- _Records from a dataset_:
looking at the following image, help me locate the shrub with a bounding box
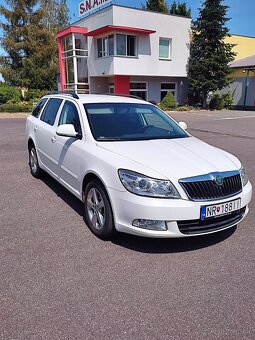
[222,92,233,109]
[176,106,193,111]
[209,93,224,110]
[160,91,177,110]
[0,101,33,112]
[23,89,47,101]
[0,84,21,104]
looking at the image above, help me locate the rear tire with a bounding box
[29,145,42,178]
[84,180,115,239]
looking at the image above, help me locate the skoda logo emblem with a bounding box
[215,175,224,186]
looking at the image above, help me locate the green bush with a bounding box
[0,101,33,112]
[222,92,233,109]
[0,84,21,104]
[160,91,177,110]
[176,106,193,111]
[209,93,224,110]
[23,89,47,101]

- _BRIEF_: Every word of the data should be reproduced exactly; please omit any pictures.

- _ANSWER_:
looking at the following image, help me locate the shrub with a bounding box
[222,92,233,109]
[176,106,193,111]
[209,93,224,110]
[160,91,177,110]
[0,101,33,112]
[23,89,47,101]
[0,84,21,104]
looking at the image above, help me locate the rear tire with a bounding box
[29,145,42,178]
[84,180,115,239]
looking at the image above, help me locate the skoda logo emblem with a bounding box
[215,175,224,186]
looking at the image above, help me locate the green bush with a bounding box
[0,101,33,112]
[222,92,233,109]
[0,84,21,104]
[160,91,177,110]
[176,106,193,111]
[209,93,224,110]
[23,89,47,101]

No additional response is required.